WHAT THE EXERCISE ASKS >>
Repeat the records exactly as given. Do not include the pictures.

GIVEN RECORDS >>
= = = = = = =

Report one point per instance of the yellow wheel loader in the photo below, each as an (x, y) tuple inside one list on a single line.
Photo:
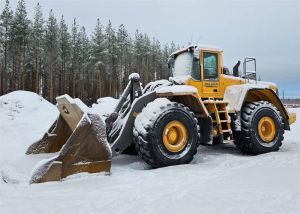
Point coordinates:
[(202, 103)]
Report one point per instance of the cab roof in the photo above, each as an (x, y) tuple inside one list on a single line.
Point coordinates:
[(197, 48)]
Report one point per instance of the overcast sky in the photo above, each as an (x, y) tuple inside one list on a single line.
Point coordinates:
[(268, 30)]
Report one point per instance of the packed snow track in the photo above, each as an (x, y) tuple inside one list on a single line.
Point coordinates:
[(219, 180)]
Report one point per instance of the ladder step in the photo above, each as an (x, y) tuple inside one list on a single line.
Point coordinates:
[(227, 141), (224, 121)]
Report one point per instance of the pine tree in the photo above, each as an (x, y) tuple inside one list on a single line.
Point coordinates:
[(52, 53), (64, 53), (98, 51), (6, 19), (84, 53), (122, 52)]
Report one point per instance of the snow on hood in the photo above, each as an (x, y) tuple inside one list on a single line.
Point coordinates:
[(177, 89), (182, 80)]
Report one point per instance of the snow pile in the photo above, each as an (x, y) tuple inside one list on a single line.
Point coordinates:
[(181, 80), (177, 89), (105, 106), (24, 117), (143, 120)]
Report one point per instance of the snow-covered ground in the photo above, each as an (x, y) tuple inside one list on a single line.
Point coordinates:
[(219, 180)]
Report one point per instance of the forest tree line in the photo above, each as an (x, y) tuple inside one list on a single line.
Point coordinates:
[(50, 58)]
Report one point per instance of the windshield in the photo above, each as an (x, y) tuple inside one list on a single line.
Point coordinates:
[(183, 64)]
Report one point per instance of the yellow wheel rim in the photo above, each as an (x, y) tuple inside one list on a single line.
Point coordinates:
[(174, 136), (266, 129)]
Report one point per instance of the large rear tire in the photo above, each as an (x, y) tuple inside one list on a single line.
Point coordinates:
[(261, 129), (166, 133)]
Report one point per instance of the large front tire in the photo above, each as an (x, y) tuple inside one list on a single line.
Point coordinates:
[(166, 133), (261, 129)]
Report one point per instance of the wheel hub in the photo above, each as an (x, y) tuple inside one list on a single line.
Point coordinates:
[(174, 136), (266, 129)]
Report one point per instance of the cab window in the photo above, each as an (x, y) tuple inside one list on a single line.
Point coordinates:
[(210, 66), (196, 69)]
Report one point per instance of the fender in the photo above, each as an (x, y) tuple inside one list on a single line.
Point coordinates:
[(237, 95), (185, 94)]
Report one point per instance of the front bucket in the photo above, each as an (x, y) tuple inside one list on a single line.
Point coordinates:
[(80, 139)]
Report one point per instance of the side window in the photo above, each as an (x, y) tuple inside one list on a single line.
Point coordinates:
[(196, 69), (210, 66)]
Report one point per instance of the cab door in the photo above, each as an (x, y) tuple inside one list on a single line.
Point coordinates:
[(210, 73)]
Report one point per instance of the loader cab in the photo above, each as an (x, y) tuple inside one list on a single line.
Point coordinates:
[(202, 66)]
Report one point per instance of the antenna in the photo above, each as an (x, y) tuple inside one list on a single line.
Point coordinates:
[(200, 37), (191, 40)]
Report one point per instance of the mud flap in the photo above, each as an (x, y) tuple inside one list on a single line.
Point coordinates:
[(81, 141)]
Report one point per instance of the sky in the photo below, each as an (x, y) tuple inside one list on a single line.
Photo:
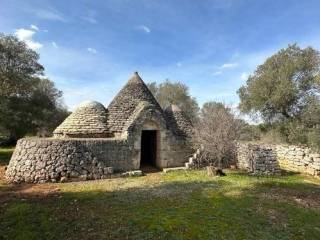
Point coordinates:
[(90, 48)]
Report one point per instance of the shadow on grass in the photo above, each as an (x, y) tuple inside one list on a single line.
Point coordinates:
[(214, 208), (5, 155)]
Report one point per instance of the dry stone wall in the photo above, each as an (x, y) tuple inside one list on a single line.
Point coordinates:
[(49, 160), (270, 159)]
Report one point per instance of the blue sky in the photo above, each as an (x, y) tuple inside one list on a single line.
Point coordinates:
[(90, 48)]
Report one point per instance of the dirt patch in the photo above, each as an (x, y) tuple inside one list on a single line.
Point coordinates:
[(304, 199)]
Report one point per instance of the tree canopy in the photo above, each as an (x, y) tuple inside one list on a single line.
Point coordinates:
[(285, 92), (29, 103), (281, 88), (168, 93)]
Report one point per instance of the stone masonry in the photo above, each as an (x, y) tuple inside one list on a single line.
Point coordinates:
[(269, 159), (94, 141)]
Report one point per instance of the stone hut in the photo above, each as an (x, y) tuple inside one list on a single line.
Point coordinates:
[(94, 141)]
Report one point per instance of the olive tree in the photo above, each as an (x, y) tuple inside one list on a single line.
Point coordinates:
[(29, 103)]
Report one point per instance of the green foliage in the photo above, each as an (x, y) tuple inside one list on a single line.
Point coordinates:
[(279, 89), (216, 132), (176, 93), (285, 92), (248, 132), (5, 155), (178, 205), (28, 103)]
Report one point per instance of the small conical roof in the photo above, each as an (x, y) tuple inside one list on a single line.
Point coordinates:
[(88, 120), (124, 104), (179, 123)]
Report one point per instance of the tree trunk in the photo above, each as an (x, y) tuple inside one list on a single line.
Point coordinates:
[(213, 171)]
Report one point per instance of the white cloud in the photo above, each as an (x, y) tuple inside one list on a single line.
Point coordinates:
[(54, 44), (49, 15), (217, 73), (144, 28), (26, 35), (92, 50), (244, 76), (34, 27), (229, 65)]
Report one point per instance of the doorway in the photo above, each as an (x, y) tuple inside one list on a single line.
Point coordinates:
[(148, 156)]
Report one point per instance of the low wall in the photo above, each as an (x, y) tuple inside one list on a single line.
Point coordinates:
[(42, 160), (269, 159)]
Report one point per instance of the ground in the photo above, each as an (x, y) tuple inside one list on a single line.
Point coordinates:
[(178, 205)]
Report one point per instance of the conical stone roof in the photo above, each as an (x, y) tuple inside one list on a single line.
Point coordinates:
[(179, 123), (88, 120), (125, 103)]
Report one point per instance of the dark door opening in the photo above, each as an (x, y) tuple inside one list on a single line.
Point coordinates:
[(148, 148)]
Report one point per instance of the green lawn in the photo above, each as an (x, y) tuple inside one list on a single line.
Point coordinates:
[(180, 205)]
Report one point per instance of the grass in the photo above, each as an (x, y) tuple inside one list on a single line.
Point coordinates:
[(5, 155), (178, 205)]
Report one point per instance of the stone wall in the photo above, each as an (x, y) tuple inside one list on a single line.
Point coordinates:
[(258, 159), (44, 160), (300, 159), (269, 159)]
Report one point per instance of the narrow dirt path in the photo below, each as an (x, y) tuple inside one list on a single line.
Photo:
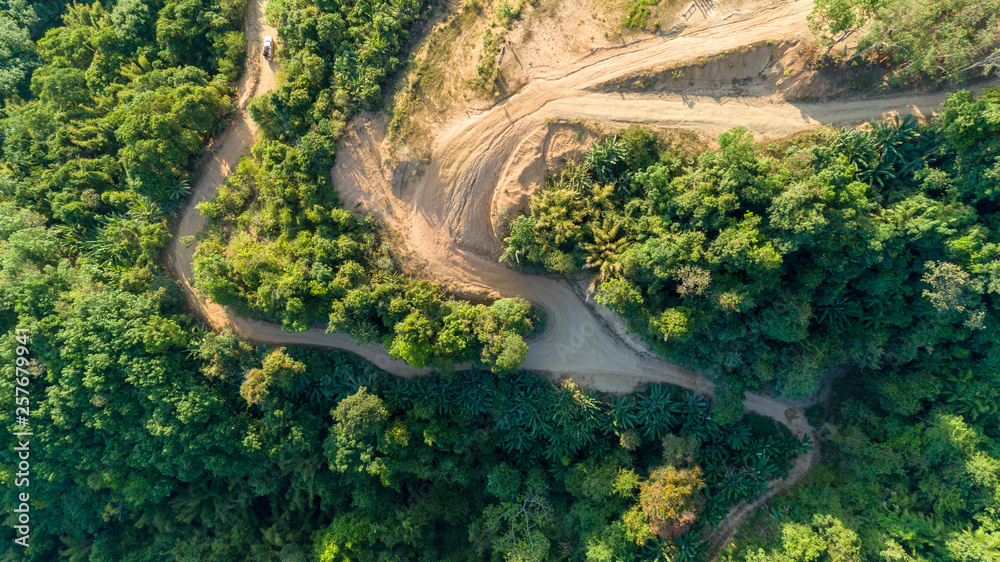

= = = = = = =

ANSWER >>
Report one point per instance of the yellow wheel loader in the photo below, each as an (x, y) tuple inside one list on a single line.
Photo:
Point coordinates:
[(202, 103)]
Report one point per instance of the cab roof in the photo above, each as an (x, y) tuple inside one list on a single line.
Point coordinates:
[(197, 48)]
Report one point per instance of the overcast sky in the photo above, each as an (x, y) tuple inside one list on a single line.
Point coordinates:
[(268, 30)]
Report one point per instance of the packed snow track in the photo above, each as an (x, y) tuple inside one list on a single line.
Point coordinates:
[(219, 180)]
Report one point per instance of the ladder step in the photo above, each as an (x, y) tuple inside one list on a single line.
Point coordinates:
[(227, 141), (224, 121)]
Report one point per instance of the pine tree in the photo above, each as an (x, y) tuple inside one list on a single line.
Point coordinates:
[(52, 53), (64, 53), (98, 51), (6, 19), (84, 53), (122, 52)]
Report one point per instance of the snow on hood in the photo above, each as an (x, y) tuple inside one list on a single line.
Point coordinates:
[(177, 89), (182, 80)]
Report one point per instance of the snow pile in the photo above, each as an (x, y) tuple inside one list on a single line.
Point coordinates:
[(181, 80), (177, 89), (105, 106), (24, 117), (143, 120)]
Report one point per instance of the snow-covered ground in the photo above, each as an (x, y) tuple inside one list on a single line.
Point coordinates:
[(219, 180)]
Report one point per instance of the forest tree line in the photo above, each as an (x, y) tuple inside one list on a single line.
Point coordinates:
[(50, 58)]
Report one point per instance of the windshield in the photo above, each as an (x, y) tuple inside one list on a single line.
Point coordinates:
[(183, 64)]
Report one point per instance of the yellow wheel rim in the photo above, each as an (x, y) tuple inside one list on a single line.
Point coordinates:
[(174, 136), (266, 129)]
Report one point per instance of the large rear tire in the photo above, each as an (x, y) tuple inside one list on a single line.
Point coordinates:
[(261, 129), (166, 133)]
Report one point per instance of the large front tire in the photo above, each as an (x, y) tuple inside one list on a single line.
Point coordinates:
[(166, 133), (261, 129)]
Report one point per instance of the wheel hub in the photo above, each as an (x, y) tuple inside one list on a single line.
Point coordinates:
[(174, 136), (266, 129)]
Report one point per instance of the cab window in the photo above, each as an (x, y) tuple inside one list on a single line.
Point coordinates:
[(210, 66), (196, 69)]
Report one point per instance of the fender in the photo above, each as an (x, y) tuple inside one list on a single line.
Point coordinates:
[(237, 95), (185, 94)]
Report one point per instance of the front bucket in the photo above, each as an (x, y) tuple inside one list on a single line.
Point coordinates:
[(80, 139)]
Report one point per instance of the side window in the photo above, each as an (x, y) tuple inside one list on a single line.
Point coordinates:
[(196, 69), (210, 66)]
Report one point per instance of the cab door in the photo above, each as an (x, y) tuple inside one list on a single line.
Point coordinates:
[(210, 73)]
Report one point per instance of the loader cab in the photo above, each as an (x, y) tuple inside one list on a single line.
Point coordinates:
[(202, 66)]
Report one point per instance of the antenna in the photo above, each as an (x, y) tuple inside one list on a single line.
Point coordinates:
[(200, 37), (191, 40)]
Report one point per instance of the mud flap in the photo above, each as an (x, y) tuple inside one list on a single line.
Point coordinates:
[(81, 141)]
Report one point per instance of the sky in the photo below, each as an (x, y) tuple inside one list on a single line.
Photo:
Point coordinates:
[(90, 48)]
Report one point per instance of the shadow on grass in the photo above, each as an (x, y) tuple inside one list on a single line.
Point coordinates:
[(214, 208), (5, 155)]
Report one point per instance of the dry stone wall in the photo above, each as an (x, y) tuple inside one list on a single line.
Point coordinates:
[(49, 160), (270, 159)]
Report one point per instance of the blue sky in the photo above, each as an (x, y) tuple inside one list on a single line.
Point coordinates:
[(90, 48)]
Report one point per instance of the dirt patch in the photo above, each as an (x, y) tuple inside one list on a single line.
Point coordinates:
[(304, 199)]
Report one point per instance of the tree canopy in the photo above, each as an (x, y) tuple inside one list on a single line.
Point coordinates:
[(285, 92), (29, 103), (281, 88), (168, 93)]
Report one point per instance of the stone masonry in the photo above, each as an (x, y) tuple inside one list on a single line.
Point coordinates:
[(269, 159), (94, 141)]
Report one point per instance of the stone hut in the photo above, each as an (x, y) tuple inside one list on a single line.
Point coordinates:
[(94, 141)]
Report one point per instance of the olive tree in the photo above, each as an (x, y) tuple inside one list on a single line.
Point coordinates:
[(29, 103)]
Report one point per instance of the green foliage in the photo above, each as an (x, y) tuple inside one list on a single line.
Point coordinates:
[(279, 89), (216, 132), (176, 93), (285, 92), (248, 132), (5, 155), (178, 205), (28, 103)]
Report one point per instance of the small conical roof in the photo above, each as an (x, y) tuple inside one list on a single line.
Point coordinates:
[(88, 120), (124, 104), (179, 123)]
Report one point per instance of the tree trunk in the photo above, each as an (x, y) tuple inside one list on a single line.
Point coordinates:
[(213, 171)]
Report one point per instance of the white cloud in the photo above, each as an (x, y) tuple inside one list on a single line.
Point coordinates:
[(54, 44), (49, 15), (217, 73), (144, 28), (26, 35), (92, 50), (244, 76), (34, 27), (229, 65)]
Report one point per instance of the doorway in the photo above, each as an (x, y) tuple inside one list on a single line.
Point coordinates:
[(148, 156)]
Report one point per instance of the low wall in the photo above, each as an (x, y) tuple inside one list on a single line.
Point coordinates:
[(42, 160), (269, 159)]
Report one point per instance of the ground in the photo above, each as an (x, y) tuple inside one list on a single line.
Point coordinates:
[(178, 205)]
Report one point per instance of the conical stone roof in the photo above, each as an (x, y) tuple inside one list on a single line.
Point coordinates:
[(179, 123), (88, 120), (125, 103)]
Report one point per instance of the dark door opening in the photo above, each as an (x, y) tuple inside one list on a single line.
Point coordinates:
[(148, 148)]
Report one point per instance of the green lawn in the photo above, each as an (x, y) tuple inside one list on a single line.
Point coordinates:
[(180, 205)]
Report one point per instance of the grass in the photo above, each as an (x, y) tuple inside one list on a single line.
Point coordinates:
[(5, 155), (178, 205)]
Report one point per instance of the stone wall in the photo above, each as an (x, y) tuple inside one list on a single line.
Point coordinates:
[(258, 159), (44, 160), (300, 159), (269, 159)]
Report one point per instance of the narrow dirt path in the photo below, each as an (x, y) tuple inside one list on a single line.
Photo:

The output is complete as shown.